Verilen metin:
>>>>>

SOVYETLER BİRLİĞİ’NDE ÇEVREBİLİM (EKOLOJİ) (II)- M. Taş

2-1932-1960 Çöküş Dönemi

Bununla birlikte, Lenin’in ölümü ve Stalin’in yükselişiyle birlikte, çevre koruma ve genetiğin sorunları, totaliter baskıcı bir devlet içinde politize edildi ve bürokratikleştirildi. Özellikle 1930’ların ortasından 1950’lerin sonlarına kadar otuz yıl boyunca Sovyet biyolojisinde baskın bir figür olan Trofim Denisoviç Lısenko’nun görüşlerini kabul etmeyen birçok önde gelen bilim insanı ve entellektüel ortadan kaldırılmıştı.

Stalin tarafından rakip olarak görülen Buharin ve Vavilov ile yakından ilişkisi olan Hessen idam edildi. Lısenko’ya genetik konusunda karşı çıkan Vavilov hapsedildi ve birkaç yıl sonra yetersiz beslenme sonucu öldü, isimsiz bir mezara gömüldü.1933’te Stançinski, iklim politikaları konusunda Lısenko ile doğrudan çatışmaya girdi. Stançinski 1934’te tutuklandı, hapse atıldı, işkence gördü. 1942’de hapishanede öldü. (J.B.Foster, 2016)

Stalin’in çevreci bilim adamlarını katletmesi Sovyet ekoloji biliminin, özellikle tarımla ilgili alanlardaki sonuçları felâket oldu. 1932’de 15 bine yükselen VOOP üyelerinin sayısı, 1940’ta 2,500’e düştü. Zapovedniki, “sonsuza dek bâkir” kalması gereken, en yüksek düzeyde korunan alanlar üretime açıldı.

Bununla birlikte, iki ana alanda, ormancılık ve klimatolojide Sovyet ekolojisi gelişmeye devam etti. En önemli entellektüel başarılardan biri, Sukaçev’in 1941’de, hem SSCB’de hem de dünyada olağanüstü etkili olacak olan ve ana rakip olan biogeocoenosis kavramını 1944’te daha kapsamlı bir şekilde geliştirdi. Diyalektiği doğaya uygulayan ender bir Marksist olan Sukaçev’e göre, her organizma “çevreyle diyalektik birlik içindeydi”.

Morozov ve Sukachev gibi bilim insanları tarafından desteklenen ve belirli koşullara yönelik ayrıntılı deneysel araştırmalara dayanan Sovyet ekolojisindeki diyalektik yöntem ormanlarla ekolojik sistem arasındaki ilişkide suyun ne kadar önemli olduğunun anlaşılmasına yol açtı.

İkinci Dünya Savaşı’ndan sonra ekolojik restorasyon girişimleri bağlamında tanıtılan Doğanın Dönüşümü İçin Stalin Planı, o zamana kadar tüm tarihin en iddialı ağaçlandırma planıydı. Orman-bozkır ve bozkır bölgelerinde yaklaşık 6 milyon hektar (15 milyon dönüm) tamamen yeni orman yaratmaya çalışıldı ve insan kaynaklı iklim değişikliğini tersine çevirmek için dünyanın ilk açık girişimi oluşturuldu.

<<<<<

Veri satırları:
>>>>>

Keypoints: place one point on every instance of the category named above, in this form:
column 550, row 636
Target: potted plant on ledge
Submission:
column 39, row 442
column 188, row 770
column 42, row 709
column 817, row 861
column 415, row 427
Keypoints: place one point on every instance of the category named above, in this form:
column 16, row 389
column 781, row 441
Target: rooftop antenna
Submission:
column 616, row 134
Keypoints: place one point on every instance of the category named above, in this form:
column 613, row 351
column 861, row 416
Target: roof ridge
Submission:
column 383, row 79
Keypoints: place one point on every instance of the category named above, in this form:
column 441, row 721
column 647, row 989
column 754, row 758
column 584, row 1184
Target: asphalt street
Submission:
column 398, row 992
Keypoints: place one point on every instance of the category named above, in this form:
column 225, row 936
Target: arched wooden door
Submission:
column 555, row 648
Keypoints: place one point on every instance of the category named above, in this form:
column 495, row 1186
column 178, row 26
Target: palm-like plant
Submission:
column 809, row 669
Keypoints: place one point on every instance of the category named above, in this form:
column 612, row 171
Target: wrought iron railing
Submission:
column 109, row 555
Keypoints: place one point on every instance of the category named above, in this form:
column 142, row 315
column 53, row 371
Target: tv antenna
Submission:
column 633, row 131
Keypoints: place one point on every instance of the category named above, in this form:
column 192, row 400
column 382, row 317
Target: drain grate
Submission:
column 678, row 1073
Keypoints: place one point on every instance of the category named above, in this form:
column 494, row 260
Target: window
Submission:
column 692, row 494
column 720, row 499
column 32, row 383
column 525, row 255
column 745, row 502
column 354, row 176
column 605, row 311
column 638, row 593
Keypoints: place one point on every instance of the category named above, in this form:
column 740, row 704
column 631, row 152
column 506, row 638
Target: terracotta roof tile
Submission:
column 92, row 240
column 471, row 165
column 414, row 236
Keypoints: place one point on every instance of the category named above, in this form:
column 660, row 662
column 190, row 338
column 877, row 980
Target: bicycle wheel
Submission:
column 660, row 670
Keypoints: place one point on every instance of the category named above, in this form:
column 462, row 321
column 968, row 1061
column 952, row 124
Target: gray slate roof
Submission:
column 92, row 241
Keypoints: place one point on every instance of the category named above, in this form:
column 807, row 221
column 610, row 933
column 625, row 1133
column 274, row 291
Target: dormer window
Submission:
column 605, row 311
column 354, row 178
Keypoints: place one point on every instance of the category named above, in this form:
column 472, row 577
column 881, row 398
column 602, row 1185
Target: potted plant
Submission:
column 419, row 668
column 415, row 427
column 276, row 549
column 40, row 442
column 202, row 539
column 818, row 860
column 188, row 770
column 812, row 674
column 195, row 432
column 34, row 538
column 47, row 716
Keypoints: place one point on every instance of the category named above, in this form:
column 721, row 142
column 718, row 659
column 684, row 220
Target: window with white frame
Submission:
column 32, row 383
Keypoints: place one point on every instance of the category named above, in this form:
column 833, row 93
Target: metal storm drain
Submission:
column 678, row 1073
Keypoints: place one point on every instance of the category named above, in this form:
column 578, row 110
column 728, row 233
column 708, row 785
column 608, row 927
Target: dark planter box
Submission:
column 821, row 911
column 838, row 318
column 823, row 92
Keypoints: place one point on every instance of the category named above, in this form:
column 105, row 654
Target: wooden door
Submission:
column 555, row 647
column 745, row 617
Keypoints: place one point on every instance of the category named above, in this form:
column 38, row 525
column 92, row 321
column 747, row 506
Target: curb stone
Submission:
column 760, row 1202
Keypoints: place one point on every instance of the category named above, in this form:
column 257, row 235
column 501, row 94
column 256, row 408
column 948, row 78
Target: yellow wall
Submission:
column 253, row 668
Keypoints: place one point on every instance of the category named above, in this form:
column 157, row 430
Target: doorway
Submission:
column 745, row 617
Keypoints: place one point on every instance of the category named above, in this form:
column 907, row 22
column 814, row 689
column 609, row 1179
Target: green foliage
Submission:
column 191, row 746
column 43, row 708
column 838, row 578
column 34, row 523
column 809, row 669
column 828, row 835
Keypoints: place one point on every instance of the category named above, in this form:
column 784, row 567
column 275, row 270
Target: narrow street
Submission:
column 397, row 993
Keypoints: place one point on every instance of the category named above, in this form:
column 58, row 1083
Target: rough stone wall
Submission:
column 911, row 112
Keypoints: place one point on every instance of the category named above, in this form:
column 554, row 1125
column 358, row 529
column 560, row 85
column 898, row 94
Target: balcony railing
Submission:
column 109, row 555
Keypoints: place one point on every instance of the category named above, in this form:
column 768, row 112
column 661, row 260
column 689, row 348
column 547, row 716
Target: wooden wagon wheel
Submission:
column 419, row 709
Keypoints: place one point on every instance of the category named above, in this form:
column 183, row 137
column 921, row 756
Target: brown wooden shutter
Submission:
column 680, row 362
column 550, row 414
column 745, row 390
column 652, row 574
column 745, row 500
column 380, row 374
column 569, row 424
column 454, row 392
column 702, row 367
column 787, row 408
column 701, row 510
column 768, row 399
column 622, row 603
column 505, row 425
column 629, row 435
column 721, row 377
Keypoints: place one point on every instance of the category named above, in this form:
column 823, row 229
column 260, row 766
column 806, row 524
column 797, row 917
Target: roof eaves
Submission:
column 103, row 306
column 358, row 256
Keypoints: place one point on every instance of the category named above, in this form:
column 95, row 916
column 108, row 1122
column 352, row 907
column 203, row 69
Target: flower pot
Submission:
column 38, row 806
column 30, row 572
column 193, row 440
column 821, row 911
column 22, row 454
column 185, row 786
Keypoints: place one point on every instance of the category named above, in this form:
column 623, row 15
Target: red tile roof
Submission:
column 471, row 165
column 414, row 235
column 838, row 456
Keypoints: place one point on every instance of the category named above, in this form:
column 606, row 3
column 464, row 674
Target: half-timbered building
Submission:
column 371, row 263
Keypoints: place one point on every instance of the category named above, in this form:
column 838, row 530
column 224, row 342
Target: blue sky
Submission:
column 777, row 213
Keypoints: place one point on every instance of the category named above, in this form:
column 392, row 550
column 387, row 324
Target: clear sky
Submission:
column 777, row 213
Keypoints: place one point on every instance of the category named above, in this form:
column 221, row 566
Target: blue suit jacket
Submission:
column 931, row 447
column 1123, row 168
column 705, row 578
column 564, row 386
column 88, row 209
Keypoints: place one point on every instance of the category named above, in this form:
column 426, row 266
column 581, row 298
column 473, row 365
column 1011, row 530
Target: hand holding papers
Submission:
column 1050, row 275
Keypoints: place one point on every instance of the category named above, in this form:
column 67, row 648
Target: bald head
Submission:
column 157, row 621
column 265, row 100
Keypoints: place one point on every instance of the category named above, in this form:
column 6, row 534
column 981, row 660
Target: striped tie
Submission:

<<<<<

Yapılacaklar:
a. Sovyet ekolojisi metnine dayanarak aşağıdaki soruları yanıtla.
(i) VOOP üyelerinin sayısı 1932'de kaça yükselmişti?
(ii) Stançinski hangi yıl tutuklandı?
(iii) Doğanın Dönüşümü İçin Stalin Planı'nda yaklaşık kaç hektar yeni orman yaratılmaya çalışıldı?
b. Sovyet ekolojisi metninde "İkinci Dünya Savaşı’ndan sonra" diye başlayan paragrafı, ana bilgilerini koruyarak madde listesine dönüştür.
c. Sovyet ekolojisi metninin "Stalin tarafından rakip" sözleriyle başlayıp "öldü. (J.B.Foster, 2016)" sözlerine kadar süren bölümünü hiç değiştirmeden tekrarla.

Çıktılar:
a.
(i) 15 bine yükselmişti.
(ii) 1934'te tutuklandı.
(iii) Yaklaşık 6 milyon hektar (15 milyon dönüm) yeni orman yaratılmaya çalışıldı.

b.
- Doğanın Dönüşümü İçin Stalin Planı, İkinci Dünya Savaşı'ndan sonra ekolojik restorasyon girişimleri bağlamında tanıtıldı.
- Plan, o zamana kadar tüm tarihin en iddialı ağaçlandırma planıydı.
- Orman-bozkır ve bozkır bölgelerinde yaklaşık 6 milyon hektar (15 milyon dönüm) tamamen yeni orman yaratılmaya çalışıldı.
- İnsan kaynaklı iklim değişikliğini tersine çevirmek için dünyanın ilk açık girişimi oluşturuldu.

c.
Stalin tarafından rakip olarak görülen Buharin ve Vavilov ile yakından ilişkisi olan Hessen idam edildi. Lısenko’ya genetik konusunda karşı çıkan Vavilov hapsedildi ve birkaç yıl sonra yetersiz beslenme sonucu öldü, isimsiz bir mezara gömüldü.1933’te Stançinski, iklim politikaları konusunda Lısenko ile doğrudan çatışmaya girdi. Stançinski 1934’te tutuklandı, hapse atıldı, işkence gördü. 1942’de hapishanede öldü. (J.B.Foster, 2016)